Goal: Rewrite the lines starting at the one containing "Return one point per instance of the textured" and ending at the one containing "<point>62,464</point>", changing "white throw pillow" to "white accent pillow" and keeping everything else the same.

(Location labeling records)
#####
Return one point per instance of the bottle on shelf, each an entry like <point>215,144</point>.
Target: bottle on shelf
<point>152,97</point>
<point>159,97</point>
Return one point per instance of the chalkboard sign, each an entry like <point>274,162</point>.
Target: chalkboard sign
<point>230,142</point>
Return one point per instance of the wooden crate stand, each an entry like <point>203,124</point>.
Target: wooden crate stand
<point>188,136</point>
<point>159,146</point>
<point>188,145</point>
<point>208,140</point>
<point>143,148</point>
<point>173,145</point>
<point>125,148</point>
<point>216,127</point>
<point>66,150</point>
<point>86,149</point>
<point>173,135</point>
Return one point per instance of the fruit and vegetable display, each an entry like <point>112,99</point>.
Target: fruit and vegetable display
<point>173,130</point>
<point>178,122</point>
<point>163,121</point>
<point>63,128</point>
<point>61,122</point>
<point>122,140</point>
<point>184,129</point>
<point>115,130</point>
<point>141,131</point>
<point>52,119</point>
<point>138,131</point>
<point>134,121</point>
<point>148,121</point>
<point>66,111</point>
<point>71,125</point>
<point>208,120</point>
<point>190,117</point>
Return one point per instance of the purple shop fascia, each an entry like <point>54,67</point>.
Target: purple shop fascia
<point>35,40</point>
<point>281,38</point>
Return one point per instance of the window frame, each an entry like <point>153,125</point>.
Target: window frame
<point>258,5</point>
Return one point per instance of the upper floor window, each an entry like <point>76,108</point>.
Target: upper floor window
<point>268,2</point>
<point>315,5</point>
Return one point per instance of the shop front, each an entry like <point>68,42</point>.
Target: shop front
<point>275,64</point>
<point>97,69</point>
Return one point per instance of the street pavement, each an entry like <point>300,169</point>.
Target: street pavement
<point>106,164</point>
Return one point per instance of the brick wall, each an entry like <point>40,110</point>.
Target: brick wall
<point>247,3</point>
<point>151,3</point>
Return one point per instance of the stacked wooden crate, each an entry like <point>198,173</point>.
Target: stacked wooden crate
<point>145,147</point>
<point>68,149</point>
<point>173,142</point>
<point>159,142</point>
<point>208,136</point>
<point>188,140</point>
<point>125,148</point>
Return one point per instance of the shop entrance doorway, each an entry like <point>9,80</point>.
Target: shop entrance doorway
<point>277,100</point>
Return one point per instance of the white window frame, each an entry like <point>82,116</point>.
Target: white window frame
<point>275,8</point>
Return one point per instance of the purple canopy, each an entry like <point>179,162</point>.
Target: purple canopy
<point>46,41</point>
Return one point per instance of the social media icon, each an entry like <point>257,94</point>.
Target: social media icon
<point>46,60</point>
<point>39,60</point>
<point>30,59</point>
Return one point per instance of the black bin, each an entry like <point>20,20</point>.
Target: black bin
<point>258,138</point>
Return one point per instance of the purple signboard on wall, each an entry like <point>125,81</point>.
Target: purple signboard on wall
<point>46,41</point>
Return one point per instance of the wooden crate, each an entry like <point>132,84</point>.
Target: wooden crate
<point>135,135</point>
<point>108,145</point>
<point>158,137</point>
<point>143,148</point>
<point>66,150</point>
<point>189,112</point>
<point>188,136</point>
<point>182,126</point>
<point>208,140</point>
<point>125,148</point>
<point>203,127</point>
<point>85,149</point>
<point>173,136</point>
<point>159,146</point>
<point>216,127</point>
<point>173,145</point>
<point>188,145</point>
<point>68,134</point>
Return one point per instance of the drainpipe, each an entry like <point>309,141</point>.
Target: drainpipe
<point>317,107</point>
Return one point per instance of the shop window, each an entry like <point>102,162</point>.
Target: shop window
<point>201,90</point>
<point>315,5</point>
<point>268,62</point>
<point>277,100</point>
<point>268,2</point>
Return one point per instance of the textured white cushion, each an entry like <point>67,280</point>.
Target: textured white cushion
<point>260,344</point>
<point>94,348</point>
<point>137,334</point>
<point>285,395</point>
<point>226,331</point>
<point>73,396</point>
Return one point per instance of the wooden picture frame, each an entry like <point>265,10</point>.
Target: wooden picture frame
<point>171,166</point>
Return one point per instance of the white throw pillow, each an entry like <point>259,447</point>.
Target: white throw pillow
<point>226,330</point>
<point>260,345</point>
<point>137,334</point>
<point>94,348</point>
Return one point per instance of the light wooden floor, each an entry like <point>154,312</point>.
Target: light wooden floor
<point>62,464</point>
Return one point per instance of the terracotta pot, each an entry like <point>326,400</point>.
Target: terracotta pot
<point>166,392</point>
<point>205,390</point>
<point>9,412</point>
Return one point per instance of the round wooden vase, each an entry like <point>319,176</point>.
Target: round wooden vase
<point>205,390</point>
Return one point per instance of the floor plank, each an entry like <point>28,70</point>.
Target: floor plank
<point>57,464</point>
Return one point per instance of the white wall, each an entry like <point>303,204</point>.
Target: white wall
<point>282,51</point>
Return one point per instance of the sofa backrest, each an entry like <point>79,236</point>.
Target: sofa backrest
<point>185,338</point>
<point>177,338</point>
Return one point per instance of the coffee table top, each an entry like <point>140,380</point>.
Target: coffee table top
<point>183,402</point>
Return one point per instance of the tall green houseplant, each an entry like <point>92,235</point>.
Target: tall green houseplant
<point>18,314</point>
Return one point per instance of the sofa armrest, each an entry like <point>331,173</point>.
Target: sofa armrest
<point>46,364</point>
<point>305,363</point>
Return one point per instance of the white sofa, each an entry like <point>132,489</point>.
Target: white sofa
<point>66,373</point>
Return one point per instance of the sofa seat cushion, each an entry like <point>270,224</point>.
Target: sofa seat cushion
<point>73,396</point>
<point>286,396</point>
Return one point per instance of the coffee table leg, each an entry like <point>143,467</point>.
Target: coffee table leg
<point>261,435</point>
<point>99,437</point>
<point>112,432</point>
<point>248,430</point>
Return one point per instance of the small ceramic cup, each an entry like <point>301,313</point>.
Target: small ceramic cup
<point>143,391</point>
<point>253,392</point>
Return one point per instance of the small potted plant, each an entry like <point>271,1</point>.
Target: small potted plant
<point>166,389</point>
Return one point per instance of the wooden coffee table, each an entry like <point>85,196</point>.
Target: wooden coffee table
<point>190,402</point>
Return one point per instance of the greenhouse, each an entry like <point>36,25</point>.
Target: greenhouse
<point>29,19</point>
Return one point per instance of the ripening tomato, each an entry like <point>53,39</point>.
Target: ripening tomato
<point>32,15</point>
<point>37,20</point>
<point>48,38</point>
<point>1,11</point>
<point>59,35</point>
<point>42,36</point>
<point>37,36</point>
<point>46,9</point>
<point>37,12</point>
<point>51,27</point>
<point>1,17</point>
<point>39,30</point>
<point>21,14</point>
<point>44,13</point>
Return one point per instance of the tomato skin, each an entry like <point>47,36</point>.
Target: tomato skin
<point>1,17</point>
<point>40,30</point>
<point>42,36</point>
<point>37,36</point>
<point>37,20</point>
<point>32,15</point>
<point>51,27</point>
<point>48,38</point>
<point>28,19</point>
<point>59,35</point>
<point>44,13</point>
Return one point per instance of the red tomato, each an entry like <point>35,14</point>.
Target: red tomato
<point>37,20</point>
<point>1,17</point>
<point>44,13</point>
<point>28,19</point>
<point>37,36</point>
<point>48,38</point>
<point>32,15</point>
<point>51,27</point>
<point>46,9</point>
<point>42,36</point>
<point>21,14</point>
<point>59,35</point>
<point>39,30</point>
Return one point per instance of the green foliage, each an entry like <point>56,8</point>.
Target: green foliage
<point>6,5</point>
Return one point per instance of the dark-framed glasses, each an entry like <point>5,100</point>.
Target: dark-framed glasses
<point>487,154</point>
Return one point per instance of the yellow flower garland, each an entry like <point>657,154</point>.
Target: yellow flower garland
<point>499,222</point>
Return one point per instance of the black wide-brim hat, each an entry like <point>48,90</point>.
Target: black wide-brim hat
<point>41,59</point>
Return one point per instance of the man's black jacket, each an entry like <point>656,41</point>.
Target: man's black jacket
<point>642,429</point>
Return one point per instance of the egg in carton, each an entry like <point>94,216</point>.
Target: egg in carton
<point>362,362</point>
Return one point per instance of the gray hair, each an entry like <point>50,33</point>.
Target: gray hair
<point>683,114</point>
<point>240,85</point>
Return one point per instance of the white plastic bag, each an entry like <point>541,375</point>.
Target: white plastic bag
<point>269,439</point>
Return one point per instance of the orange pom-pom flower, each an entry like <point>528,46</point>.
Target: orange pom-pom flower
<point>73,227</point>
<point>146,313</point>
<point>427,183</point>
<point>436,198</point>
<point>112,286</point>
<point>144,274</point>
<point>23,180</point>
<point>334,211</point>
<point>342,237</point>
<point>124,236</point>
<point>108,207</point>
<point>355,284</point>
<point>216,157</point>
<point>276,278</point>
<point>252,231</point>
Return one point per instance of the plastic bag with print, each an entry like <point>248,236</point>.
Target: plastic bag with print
#####
Final result:
Return one point per instance of the textured white cushion, each an entry like <point>67,280</point>.
Target: textured white cushion
<point>260,344</point>
<point>94,348</point>
<point>137,334</point>
<point>285,395</point>
<point>226,331</point>
<point>73,396</point>
Return one point per instance of the wooden picture frame, each an entry like <point>265,10</point>.
Target: wooden picture frame
<point>171,166</point>
Return one point per instance of the white accent pillow, each an entry like <point>259,447</point>.
Target: white accent pillow
<point>226,330</point>
<point>260,345</point>
<point>137,334</point>
<point>94,348</point>
Return one point per instance of the light wooden floor, each an entry like <point>154,312</point>.
Target: light wooden floor
<point>62,464</point>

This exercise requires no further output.